Extrait du texte:
En plein essor, le commerce entre la Chine et l’Afrique suscite depuis plusieurs années de vives critiques. En cause, l’exploitation des ressources africaines par des groupes chinois qui ne contribuerait guère au développement local.
Premier partenaire commercial de l’Afrique, la Chine a investi 150,4 milliards de dollars sur le continent africain entre janvier 2006 et juillet 2014. Lors d’une tournée dans cinq pays subsahariens du 7 au 12 janvier 2017, Wang Yi, le ministre chinois des affaires étrangères, a annoncé un objectif de 400 milliards de dollars de transactions bilatérales d’ici 2020, preuve de l’intérêt croissant de l’Empire du milieu pour le berceau de l’Humanité.
Avec 2 500 sociétés implantées sur place, la Chine ne se contente plus d’importer des matières premières et d’exporter du textile. Les mines, l’énergie, les télécoms, la construction et les transports sont autant de secteurs porteurs pour Pékin, qui trouve en Afrique des ressources naturelles uniques au monde.
« L’Afrique n’a absolument rien à y gagner »
Problème : depuis plusieurs années, la Chine est accusée de profiter des richesses de l’Afrique aux dépens de l’environnement, et sans participer au développement local à travers la création d’emplois et la transmission de savoir-faire. « En Afrique, la Chine fait exactement ce que faisaient les puissances coloniales », affirme la primatologue britannique Jane Goodall. « Ils veulent les matières premières pour alimenter leur croissance économique, ils prennent les ressources naturelles et laissent les populations encore plus pauvres. »

Données fournies:
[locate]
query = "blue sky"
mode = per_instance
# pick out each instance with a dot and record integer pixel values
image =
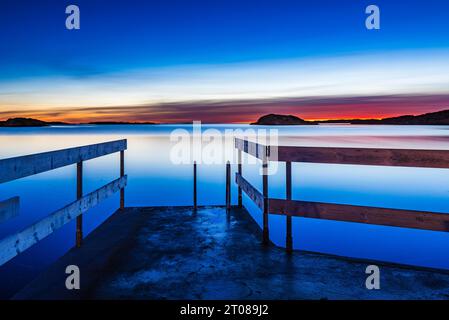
(172, 41)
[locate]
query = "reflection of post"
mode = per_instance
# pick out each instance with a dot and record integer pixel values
(228, 186)
(79, 195)
(288, 187)
(266, 234)
(9, 209)
(240, 173)
(194, 186)
(122, 173)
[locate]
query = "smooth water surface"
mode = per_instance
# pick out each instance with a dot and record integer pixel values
(154, 180)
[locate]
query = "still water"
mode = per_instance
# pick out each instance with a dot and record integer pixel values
(154, 180)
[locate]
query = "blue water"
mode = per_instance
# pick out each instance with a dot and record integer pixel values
(155, 180)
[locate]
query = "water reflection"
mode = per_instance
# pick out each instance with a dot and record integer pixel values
(153, 180)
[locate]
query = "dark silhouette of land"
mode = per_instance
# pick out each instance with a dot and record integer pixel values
(29, 122)
(433, 118)
(279, 119)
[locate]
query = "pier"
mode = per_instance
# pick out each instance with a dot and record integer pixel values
(219, 252)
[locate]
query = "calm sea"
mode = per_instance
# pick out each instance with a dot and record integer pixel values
(153, 180)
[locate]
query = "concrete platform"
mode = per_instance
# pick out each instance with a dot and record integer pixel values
(175, 253)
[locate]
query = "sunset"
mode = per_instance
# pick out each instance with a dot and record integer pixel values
(122, 65)
(237, 159)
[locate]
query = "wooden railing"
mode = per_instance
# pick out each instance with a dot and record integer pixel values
(339, 212)
(20, 167)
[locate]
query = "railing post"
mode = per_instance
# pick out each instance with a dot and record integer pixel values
(194, 187)
(266, 233)
(240, 203)
(79, 195)
(122, 173)
(228, 186)
(288, 188)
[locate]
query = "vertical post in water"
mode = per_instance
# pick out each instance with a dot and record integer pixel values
(194, 186)
(240, 173)
(266, 234)
(228, 186)
(79, 194)
(122, 173)
(288, 189)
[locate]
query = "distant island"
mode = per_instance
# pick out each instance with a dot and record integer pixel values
(279, 120)
(30, 122)
(433, 118)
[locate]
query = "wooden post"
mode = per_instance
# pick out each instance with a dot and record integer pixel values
(240, 203)
(122, 173)
(194, 187)
(228, 186)
(288, 188)
(79, 195)
(266, 233)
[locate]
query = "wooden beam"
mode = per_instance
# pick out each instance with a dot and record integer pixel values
(240, 203)
(366, 156)
(79, 195)
(9, 209)
(265, 230)
(195, 204)
(356, 156)
(288, 191)
(228, 186)
(370, 215)
(24, 166)
(250, 191)
(17, 243)
(122, 174)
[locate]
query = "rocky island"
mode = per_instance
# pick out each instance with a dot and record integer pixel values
(279, 120)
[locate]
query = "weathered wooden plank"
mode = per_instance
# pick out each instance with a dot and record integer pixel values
(370, 215)
(255, 149)
(24, 166)
(366, 156)
(250, 191)
(9, 209)
(17, 243)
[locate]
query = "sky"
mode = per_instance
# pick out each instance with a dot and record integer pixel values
(222, 60)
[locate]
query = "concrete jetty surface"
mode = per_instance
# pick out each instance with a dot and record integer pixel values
(180, 253)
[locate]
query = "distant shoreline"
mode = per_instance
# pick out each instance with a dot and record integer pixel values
(434, 118)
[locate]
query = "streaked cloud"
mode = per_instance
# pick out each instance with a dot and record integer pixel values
(372, 85)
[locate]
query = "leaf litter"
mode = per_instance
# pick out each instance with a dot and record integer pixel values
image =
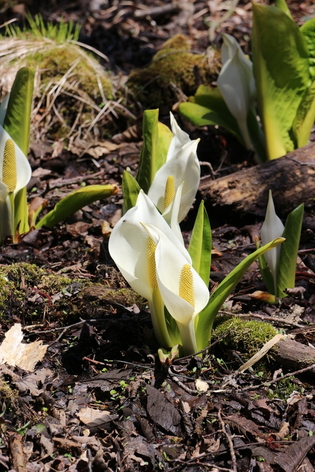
(99, 400)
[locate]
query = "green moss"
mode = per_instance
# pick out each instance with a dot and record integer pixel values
(246, 337)
(26, 292)
(174, 71)
(33, 295)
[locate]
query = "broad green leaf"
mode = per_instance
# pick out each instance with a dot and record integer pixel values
(17, 123)
(150, 157)
(200, 245)
(289, 251)
(281, 69)
(130, 191)
(284, 7)
(18, 116)
(74, 202)
(308, 32)
(207, 107)
(204, 320)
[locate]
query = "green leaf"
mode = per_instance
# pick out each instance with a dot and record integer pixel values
(305, 117)
(308, 32)
(257, 137)
(284, 7)
(289, 251)
(200, 245)
(21, 212)
(17, 123)
(165, 137)
(266, 274)
(207, 107)
(153, 151)
(130, 191)
(74, 202)
(281, 70)
(18, 116)
(204, 320)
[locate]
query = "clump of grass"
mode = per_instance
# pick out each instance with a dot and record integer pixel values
(57, 32)
(74, 99)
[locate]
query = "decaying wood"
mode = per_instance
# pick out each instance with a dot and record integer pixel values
(291, 179)
(294, 355)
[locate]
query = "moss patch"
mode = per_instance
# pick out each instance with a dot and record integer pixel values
(246, 337)
(174, 71)
(35, 295)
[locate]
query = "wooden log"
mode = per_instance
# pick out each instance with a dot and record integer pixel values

Exercices à faire:
**a.** Indiquez le montant de l'objectif de transactions bilatérales que Wang Yi a annoncé d'ici 2020, selon l'extrait sur le commerce entre la Chine et l'Afrique.
**b.** Poursuivez l'extrait sur le commerce entre la Chine et l'Afrique après sa dernière phrase.

Réponses par exercice:
**a.** 400 milliards de dollars.

**b.**
Selon William Gumede, « la préférence chinoise, tout d’abord, va aux états forts et autocratiques comme le Soudan, l’Angola et le Zimbabwe, perçus comme stables, où les interlocuteurs ne changent pas constamment. […] L’Afrique n’a absolument rien à y gagner, pas le moindre transfert de technologie ou de compétences… Des stades ou de grands théâtres sont érigés pour faire plaisir à des chef d’État et combler des penchants populistes, sans vision des réels besoins à long terme. »
Les marques indélébiles de l’eldorado chinois au Ghana
Preuve de la relation déséquilibrée entre la Chine et l’Afrique, l’eldorado chinois vers les mines d’or du Ghana au début des années 2010 s’est soldée par la surexploitation anarchique des sols à coups de produits toxiques, de cyanure et de métaux lourds. En 2013, le président ghanéen John Dramani Mahama a dû sévir pour mettre fin à cette activité, qui a laissé des marques indélébiles sur l’environnement ghanéen.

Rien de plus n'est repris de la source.